> [Stated exercise] Copy out everything from the line containing "Target: window pane" down to the end of the records, substituting "entrance" for "doorway" and changing nothing else.

**** Records for the task ****

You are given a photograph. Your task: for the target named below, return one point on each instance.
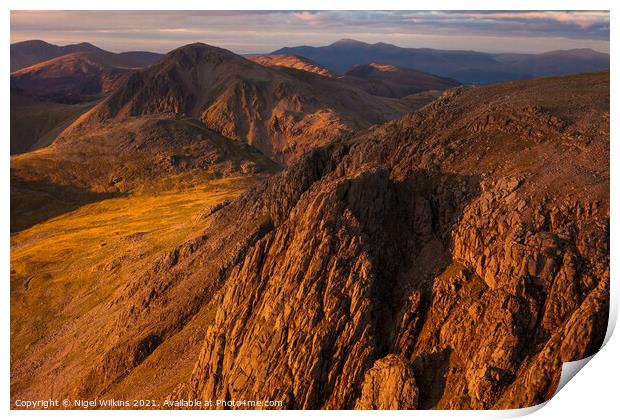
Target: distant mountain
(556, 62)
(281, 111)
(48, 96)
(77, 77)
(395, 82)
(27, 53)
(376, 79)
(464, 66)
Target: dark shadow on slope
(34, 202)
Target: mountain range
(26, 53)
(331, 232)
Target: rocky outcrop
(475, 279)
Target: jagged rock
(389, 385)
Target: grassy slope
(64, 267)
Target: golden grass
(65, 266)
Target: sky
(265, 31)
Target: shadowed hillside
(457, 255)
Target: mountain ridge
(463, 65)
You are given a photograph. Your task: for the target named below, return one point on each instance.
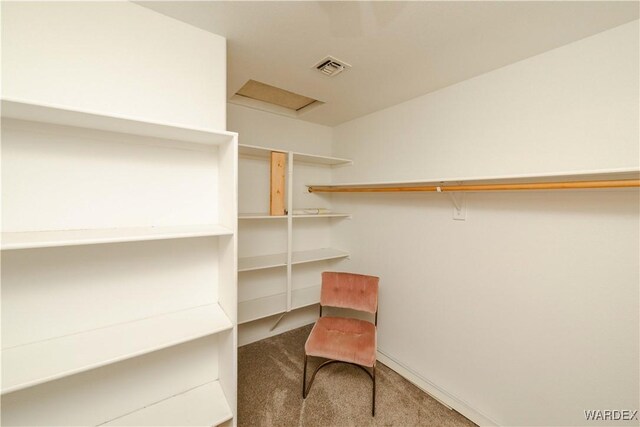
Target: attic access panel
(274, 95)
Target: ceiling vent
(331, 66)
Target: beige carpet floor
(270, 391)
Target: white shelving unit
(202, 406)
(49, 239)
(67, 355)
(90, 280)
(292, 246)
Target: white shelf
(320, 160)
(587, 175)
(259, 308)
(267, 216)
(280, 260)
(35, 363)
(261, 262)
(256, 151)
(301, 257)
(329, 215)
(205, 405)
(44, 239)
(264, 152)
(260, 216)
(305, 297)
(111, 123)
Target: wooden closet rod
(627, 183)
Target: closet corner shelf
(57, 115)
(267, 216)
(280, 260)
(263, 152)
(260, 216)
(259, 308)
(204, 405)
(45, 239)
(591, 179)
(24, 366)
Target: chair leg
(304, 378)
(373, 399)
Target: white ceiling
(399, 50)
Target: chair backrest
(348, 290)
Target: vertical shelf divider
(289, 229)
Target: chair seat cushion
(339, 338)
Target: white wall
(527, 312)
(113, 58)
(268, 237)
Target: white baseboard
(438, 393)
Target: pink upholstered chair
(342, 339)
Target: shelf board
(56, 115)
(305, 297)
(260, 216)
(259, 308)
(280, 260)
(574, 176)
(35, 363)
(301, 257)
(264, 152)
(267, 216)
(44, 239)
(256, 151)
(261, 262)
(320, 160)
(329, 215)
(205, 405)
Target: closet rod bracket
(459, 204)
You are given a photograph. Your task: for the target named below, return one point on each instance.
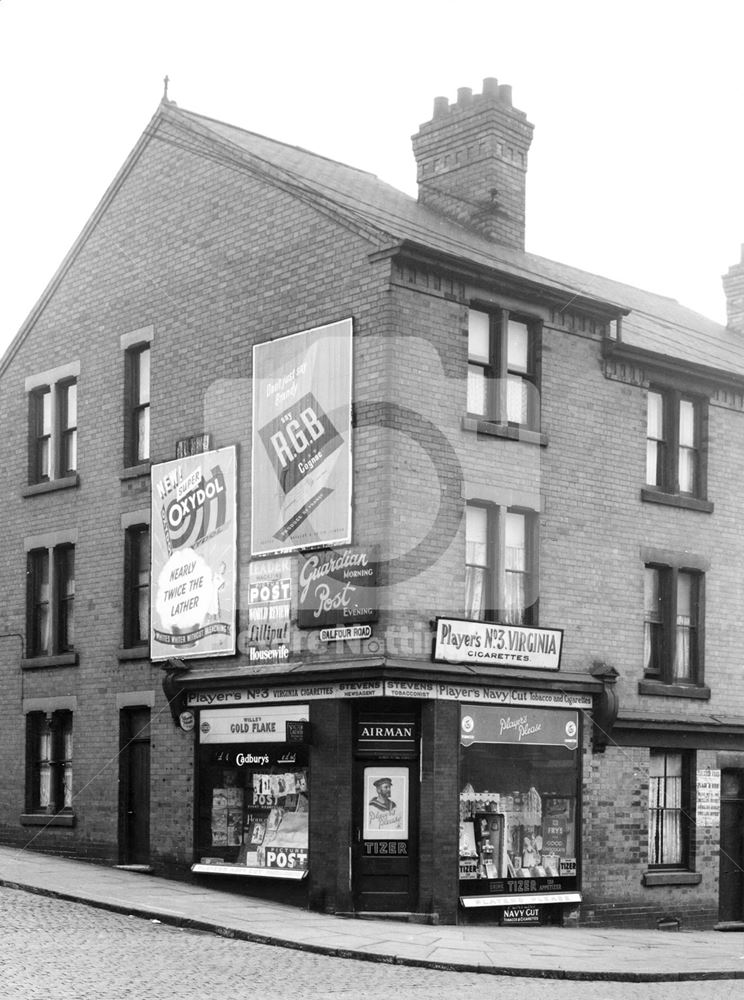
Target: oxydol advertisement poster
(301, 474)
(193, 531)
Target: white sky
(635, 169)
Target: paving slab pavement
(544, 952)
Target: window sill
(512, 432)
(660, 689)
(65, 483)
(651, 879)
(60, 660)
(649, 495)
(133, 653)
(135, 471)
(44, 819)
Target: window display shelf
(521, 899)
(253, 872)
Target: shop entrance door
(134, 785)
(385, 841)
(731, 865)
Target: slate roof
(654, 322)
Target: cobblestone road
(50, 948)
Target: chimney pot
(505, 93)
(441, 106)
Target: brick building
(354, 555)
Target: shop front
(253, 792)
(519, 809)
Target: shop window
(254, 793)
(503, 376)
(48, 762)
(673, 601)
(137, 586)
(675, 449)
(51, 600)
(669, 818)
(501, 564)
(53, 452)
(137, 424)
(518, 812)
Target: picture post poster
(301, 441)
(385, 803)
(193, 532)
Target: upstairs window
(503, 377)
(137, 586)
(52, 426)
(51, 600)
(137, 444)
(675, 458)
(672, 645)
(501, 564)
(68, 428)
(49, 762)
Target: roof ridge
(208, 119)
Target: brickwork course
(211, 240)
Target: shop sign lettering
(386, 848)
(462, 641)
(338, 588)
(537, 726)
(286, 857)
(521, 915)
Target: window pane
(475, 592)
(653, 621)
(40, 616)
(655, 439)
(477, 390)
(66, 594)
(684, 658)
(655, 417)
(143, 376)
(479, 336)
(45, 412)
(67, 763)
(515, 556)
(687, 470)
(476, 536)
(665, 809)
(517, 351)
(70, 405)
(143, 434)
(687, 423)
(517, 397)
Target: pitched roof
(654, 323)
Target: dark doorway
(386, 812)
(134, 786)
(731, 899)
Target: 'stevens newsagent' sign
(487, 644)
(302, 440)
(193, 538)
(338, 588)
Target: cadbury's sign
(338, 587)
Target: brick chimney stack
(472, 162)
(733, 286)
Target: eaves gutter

****

> [Answer to the exercise]
Target: window pane
(475, 592)
(653, 621)
(40, 616)
(655, 439)
(477, 390)
(66, 594)
(684, 658)
(655, 417)
(143, 376)
(479, 336)
(45, 412)
(67, 763)
(515, 556)
(687, 470)
(476, 536)
(665, 809)
(517, 351)
(70, 405)
(143, 434)
(687, 423)
(517, 397)
Target: pitched roof
(654, 323)
Target: dark entrance
(386, 812)
(134, 786)
(731, 899)
Target: 'stevens newsagent' sign
(487, 644)
(302, 440)
(193, 538)
(338, 588)
Target: cadbury's sign
(338, 587)
Target: brick chimney stack
(472, 162)
(733, 286)
Target: eaves gutter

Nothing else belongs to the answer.